Work to complete: Find the word "bare" in the records below. List each line containing it.

■ ■ ■ ■ ■

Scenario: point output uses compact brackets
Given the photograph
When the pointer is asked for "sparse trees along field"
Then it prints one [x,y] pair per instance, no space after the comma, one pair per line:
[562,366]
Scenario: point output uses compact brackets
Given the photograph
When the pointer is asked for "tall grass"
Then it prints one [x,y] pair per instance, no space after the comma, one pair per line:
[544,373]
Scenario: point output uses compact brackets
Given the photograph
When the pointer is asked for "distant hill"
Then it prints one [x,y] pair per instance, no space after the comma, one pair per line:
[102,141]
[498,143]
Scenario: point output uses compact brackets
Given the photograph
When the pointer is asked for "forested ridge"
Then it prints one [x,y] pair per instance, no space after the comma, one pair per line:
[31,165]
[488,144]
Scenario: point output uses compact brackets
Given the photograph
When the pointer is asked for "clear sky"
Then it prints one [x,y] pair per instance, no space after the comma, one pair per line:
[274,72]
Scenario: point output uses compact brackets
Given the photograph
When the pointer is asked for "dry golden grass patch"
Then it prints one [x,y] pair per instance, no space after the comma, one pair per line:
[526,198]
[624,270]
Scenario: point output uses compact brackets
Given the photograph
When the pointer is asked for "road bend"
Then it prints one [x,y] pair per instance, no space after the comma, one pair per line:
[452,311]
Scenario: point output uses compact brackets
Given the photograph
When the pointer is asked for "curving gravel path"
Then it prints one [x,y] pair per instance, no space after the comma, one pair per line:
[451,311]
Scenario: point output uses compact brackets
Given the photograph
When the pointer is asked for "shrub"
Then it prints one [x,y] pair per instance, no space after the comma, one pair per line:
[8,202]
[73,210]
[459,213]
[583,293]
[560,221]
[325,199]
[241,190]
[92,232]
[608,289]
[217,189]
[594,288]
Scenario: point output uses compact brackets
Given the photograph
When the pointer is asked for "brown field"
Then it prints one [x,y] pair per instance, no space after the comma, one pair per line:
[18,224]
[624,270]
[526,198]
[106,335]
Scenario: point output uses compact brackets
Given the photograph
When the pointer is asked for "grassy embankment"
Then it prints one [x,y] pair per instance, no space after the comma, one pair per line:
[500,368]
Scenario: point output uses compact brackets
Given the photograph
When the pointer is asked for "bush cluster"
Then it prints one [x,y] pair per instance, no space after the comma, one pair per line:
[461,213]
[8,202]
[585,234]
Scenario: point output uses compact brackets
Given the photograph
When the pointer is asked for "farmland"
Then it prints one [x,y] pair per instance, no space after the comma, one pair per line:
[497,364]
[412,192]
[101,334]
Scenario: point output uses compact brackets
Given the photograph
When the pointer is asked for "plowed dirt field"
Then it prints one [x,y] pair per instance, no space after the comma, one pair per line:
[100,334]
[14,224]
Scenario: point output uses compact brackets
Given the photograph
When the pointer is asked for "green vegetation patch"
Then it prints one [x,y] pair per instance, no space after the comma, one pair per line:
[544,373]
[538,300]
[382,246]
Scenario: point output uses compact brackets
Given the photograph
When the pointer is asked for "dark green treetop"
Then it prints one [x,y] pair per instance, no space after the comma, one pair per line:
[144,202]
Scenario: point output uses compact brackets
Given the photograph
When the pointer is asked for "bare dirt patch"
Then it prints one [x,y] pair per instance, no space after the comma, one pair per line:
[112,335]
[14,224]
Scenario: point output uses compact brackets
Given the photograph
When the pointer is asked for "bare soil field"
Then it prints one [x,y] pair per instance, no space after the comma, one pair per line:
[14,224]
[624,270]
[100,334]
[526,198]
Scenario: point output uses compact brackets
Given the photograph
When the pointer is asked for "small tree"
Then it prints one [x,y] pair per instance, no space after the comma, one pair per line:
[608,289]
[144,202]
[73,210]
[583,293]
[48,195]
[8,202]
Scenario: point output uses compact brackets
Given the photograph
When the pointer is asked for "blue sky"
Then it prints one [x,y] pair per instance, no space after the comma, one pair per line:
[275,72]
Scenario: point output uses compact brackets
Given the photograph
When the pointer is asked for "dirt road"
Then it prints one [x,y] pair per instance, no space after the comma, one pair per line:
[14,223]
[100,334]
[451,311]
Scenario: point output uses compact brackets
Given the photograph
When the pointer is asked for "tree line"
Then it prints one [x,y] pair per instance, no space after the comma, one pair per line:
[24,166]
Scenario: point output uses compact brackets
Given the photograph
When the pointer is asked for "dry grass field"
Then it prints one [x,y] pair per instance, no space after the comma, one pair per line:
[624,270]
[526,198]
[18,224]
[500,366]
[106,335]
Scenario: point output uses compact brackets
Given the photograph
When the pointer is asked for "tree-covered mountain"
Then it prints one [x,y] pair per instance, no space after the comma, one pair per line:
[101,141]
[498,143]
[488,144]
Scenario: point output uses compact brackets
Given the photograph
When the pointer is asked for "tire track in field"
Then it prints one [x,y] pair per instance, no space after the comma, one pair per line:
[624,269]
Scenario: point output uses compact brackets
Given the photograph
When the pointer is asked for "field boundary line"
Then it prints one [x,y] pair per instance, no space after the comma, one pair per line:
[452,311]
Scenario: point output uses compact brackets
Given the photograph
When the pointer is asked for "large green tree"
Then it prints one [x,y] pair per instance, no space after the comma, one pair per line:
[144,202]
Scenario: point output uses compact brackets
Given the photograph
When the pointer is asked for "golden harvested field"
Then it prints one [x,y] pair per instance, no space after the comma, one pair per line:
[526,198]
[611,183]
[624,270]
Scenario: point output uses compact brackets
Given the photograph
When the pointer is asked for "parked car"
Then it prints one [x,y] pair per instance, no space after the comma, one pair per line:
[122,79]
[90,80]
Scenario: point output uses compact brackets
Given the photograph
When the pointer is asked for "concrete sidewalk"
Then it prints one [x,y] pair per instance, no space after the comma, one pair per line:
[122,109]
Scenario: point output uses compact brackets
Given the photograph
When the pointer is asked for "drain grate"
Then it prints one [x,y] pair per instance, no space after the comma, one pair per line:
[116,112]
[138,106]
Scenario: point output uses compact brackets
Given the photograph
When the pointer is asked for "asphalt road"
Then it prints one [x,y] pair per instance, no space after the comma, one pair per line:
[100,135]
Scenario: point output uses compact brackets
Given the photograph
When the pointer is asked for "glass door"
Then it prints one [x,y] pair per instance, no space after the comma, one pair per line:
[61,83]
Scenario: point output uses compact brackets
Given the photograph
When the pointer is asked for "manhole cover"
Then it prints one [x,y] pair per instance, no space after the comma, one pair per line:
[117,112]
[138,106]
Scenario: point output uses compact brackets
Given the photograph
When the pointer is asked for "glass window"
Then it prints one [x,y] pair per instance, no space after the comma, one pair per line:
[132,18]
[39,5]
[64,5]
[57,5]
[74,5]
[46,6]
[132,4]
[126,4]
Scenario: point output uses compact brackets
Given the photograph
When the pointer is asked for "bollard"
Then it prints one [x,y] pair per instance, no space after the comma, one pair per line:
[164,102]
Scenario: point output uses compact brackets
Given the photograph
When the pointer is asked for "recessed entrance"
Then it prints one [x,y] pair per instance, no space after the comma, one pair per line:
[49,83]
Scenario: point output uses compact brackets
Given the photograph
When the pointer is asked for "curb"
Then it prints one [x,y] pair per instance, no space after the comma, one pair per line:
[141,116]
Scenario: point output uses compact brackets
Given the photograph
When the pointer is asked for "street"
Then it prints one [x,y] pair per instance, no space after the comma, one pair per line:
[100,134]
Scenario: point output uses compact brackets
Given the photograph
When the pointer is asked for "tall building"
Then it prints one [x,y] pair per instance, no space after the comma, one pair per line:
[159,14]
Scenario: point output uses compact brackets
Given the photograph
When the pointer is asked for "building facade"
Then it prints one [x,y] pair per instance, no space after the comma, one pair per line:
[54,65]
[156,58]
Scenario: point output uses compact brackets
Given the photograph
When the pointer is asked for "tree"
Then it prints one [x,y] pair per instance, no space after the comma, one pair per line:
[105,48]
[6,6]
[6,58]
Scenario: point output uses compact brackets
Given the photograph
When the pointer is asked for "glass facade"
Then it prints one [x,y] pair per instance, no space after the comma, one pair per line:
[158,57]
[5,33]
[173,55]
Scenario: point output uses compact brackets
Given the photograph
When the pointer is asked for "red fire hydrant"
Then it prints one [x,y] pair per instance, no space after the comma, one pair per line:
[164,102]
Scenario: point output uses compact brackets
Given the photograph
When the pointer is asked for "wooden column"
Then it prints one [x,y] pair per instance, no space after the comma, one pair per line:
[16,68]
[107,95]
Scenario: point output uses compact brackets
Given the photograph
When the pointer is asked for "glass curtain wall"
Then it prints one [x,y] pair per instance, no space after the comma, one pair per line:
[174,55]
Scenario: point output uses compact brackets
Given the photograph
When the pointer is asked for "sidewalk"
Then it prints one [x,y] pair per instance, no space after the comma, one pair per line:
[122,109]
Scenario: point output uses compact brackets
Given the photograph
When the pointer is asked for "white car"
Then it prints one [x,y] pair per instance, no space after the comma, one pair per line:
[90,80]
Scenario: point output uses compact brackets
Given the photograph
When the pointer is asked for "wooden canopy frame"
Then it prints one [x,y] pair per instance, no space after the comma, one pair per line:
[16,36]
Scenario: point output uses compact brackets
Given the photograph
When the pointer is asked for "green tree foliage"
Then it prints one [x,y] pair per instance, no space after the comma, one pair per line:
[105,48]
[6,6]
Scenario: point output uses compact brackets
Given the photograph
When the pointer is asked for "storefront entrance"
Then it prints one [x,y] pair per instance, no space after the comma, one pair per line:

■ ■ ■ ■ ■

Written response:
When the pointer is asked for "bare dirt patch"
When the pointer is asked for "bare soil field"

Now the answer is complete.